Exercise:
Copy the passage on martingale independence tests word for word, from "Martingale versions of" up to and including "it could break.".

Martingale versions of HSIC and dHSIC converge to standard normal under independence, replacing permutation calibration with a single quantile lookup.

A machine-rendered reading of the paper's core claim, the machinery that carries it, and where it could break.

The paper constructs two studentised kernel statistics, mHSIC and mdHSIC, whose null distributions are standard normal for kernels with bounded fourth moments. mHSIC uses a self-normalised lower-triangular sum on the full sample and runs at quadratic cost. mdHSIC adds a half-sample split to centre the statistic, achieving the same normality for any fixed number of jointly tested variables at linear cost in dimension. A sympathetic reader would care because the usual HSIC and dHSIC require expensive permutations to calibrate their data-dependent limits, while these versions keep comparable type-I error and power at 25- to 60-fold speed-ups.

Core claim

Adapting the martingale MMD construction, the authors define mHSIC as the self-normalised sum of the lower-triangular part of the Hadamard product of two empirically centred Gram matrices; under independence and bounded fourth moments this converges in distribution to N(0,1). mdHSIC estimates the centring on one half-sample and applies the martingale on the other, shrinking the conditional-mean residual exponentially in dimension d so that the same normal limit holds for every fixed number of jointly tested variables.

Items:
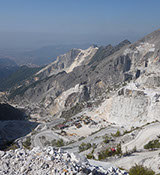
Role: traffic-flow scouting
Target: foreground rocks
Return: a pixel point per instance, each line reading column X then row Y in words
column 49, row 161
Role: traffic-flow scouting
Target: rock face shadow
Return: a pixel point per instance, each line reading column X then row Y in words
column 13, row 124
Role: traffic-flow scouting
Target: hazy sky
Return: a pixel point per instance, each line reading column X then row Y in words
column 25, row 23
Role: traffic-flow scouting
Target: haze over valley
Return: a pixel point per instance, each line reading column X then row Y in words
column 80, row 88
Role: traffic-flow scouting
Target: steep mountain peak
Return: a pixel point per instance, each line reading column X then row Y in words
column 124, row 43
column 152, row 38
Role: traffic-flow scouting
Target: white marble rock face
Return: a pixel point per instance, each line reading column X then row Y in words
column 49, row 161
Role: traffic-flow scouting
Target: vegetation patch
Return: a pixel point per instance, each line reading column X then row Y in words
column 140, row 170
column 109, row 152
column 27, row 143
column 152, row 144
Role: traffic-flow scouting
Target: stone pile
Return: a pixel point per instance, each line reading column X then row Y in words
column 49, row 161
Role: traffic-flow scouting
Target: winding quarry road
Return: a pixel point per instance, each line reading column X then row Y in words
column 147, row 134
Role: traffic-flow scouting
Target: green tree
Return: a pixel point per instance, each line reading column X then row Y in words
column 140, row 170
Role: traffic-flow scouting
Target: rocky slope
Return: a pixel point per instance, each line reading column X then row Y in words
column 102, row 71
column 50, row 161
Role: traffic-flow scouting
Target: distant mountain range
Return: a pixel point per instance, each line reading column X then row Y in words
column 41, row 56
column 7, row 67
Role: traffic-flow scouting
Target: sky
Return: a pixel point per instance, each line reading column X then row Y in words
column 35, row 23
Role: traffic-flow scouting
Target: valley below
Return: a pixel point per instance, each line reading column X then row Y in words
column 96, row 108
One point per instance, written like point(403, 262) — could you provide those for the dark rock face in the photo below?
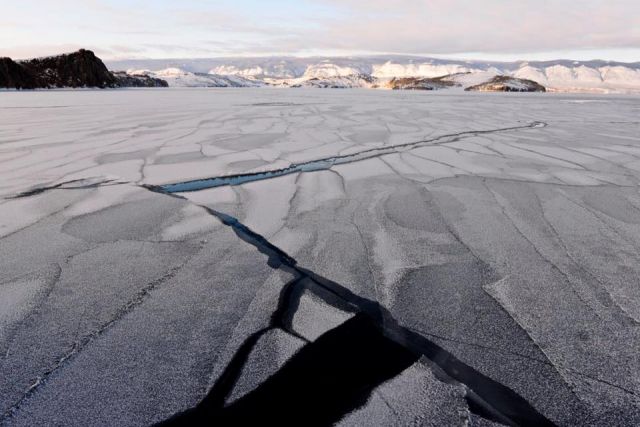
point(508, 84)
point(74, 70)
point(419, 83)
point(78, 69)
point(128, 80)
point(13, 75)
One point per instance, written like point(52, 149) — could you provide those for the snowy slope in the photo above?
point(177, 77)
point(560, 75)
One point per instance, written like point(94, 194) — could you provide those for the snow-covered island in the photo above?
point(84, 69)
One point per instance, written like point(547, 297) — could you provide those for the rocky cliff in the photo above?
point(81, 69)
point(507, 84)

* * *

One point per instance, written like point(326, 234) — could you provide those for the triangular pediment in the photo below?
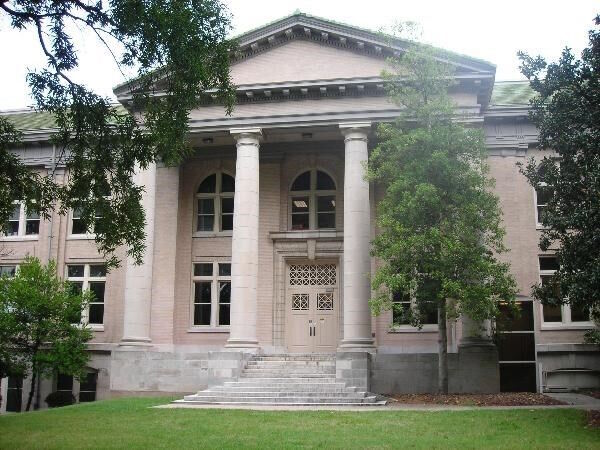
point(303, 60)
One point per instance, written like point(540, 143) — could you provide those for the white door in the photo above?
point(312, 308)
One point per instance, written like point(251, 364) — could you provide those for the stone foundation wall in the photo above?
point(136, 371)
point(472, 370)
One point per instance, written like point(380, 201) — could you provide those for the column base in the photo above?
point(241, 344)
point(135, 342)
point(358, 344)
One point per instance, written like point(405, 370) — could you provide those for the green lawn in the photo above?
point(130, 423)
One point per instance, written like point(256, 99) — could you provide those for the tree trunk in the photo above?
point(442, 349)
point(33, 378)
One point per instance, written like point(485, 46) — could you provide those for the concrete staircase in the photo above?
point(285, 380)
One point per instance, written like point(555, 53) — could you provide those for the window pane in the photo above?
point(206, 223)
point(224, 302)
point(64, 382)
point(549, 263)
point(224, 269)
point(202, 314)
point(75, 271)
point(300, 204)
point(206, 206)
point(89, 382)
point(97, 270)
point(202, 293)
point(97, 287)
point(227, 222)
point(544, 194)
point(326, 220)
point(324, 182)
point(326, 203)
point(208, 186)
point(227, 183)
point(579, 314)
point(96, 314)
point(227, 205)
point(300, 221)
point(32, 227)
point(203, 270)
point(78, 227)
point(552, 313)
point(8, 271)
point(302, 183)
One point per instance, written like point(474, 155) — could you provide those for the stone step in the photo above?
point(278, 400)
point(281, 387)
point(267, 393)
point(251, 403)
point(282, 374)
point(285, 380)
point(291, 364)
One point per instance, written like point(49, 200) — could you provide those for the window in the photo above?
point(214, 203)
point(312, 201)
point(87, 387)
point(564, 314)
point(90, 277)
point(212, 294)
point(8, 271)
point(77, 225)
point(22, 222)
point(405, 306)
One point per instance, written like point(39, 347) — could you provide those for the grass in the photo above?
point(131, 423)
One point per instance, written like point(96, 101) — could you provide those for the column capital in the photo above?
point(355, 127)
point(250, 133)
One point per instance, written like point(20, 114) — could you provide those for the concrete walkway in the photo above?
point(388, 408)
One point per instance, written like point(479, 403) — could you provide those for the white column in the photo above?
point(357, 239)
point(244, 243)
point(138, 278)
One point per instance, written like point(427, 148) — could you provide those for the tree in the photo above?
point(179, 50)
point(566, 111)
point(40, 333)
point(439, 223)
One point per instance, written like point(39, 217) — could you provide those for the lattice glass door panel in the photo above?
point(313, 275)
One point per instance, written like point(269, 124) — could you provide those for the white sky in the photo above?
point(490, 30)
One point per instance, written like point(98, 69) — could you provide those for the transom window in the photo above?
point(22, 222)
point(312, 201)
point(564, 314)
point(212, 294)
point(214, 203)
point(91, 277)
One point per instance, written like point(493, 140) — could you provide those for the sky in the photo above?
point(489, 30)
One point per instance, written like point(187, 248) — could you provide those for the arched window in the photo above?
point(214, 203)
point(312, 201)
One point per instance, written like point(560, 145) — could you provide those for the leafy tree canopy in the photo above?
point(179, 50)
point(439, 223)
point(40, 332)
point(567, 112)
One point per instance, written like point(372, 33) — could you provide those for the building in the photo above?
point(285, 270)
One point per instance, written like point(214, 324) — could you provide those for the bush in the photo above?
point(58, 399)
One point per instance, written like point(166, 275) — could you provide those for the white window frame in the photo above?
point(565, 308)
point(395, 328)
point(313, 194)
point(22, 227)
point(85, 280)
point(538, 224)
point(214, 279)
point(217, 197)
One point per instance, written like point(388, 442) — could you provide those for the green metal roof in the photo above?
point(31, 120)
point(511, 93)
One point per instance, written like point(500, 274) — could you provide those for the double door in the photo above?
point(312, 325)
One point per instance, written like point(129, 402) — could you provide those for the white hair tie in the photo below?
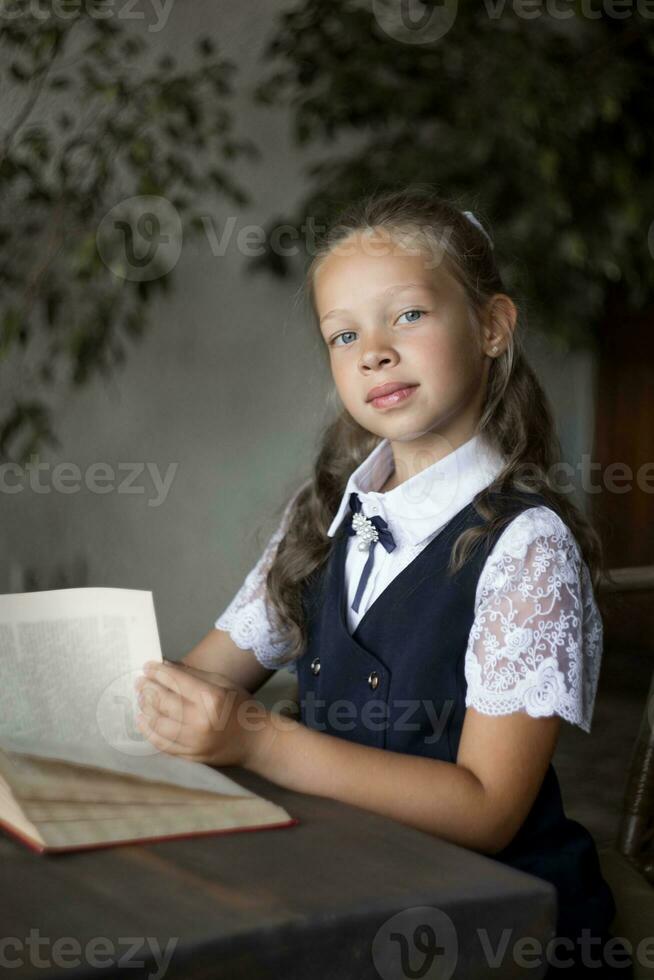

...

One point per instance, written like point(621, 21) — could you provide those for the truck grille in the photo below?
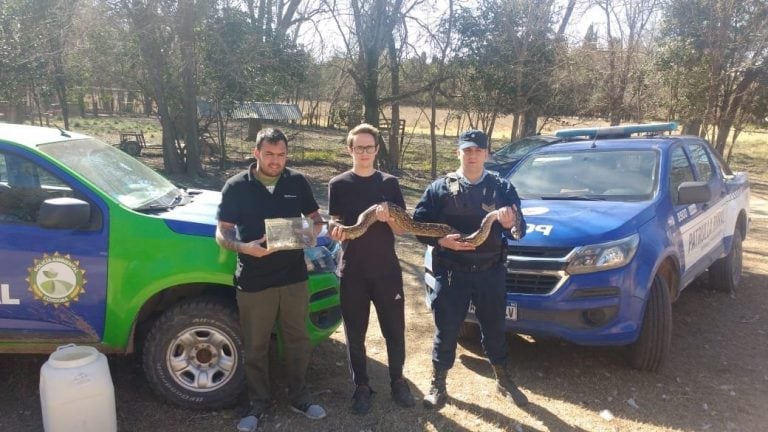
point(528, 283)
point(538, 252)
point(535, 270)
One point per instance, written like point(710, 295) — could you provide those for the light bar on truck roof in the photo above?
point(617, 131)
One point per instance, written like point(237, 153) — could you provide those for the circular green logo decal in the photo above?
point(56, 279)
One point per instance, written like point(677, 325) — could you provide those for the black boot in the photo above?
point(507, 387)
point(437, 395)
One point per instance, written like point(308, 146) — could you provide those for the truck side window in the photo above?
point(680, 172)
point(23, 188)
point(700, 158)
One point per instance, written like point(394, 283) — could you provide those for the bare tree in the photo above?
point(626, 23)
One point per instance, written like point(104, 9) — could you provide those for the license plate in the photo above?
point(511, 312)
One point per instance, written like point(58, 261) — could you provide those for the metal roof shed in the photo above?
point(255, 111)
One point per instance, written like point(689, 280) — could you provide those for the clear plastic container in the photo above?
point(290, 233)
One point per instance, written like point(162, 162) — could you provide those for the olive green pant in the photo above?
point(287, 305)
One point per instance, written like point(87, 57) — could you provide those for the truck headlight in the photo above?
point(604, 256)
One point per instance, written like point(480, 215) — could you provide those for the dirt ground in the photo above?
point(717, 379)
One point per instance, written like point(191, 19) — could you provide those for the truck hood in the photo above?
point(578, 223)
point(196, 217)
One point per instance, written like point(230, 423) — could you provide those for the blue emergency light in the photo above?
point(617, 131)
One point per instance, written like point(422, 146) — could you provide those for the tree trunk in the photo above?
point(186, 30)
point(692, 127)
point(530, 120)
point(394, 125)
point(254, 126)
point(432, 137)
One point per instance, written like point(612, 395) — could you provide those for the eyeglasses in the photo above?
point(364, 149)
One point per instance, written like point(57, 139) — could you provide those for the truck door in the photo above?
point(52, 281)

Completed exercise:
Martingale versions of HSIC and dHSIC converge to standard normal under independence, replacing permutation calibration with a single quantile lookup.

A machine-rendered reading of the paper's core claim, the machinery that carries it, and where it could break.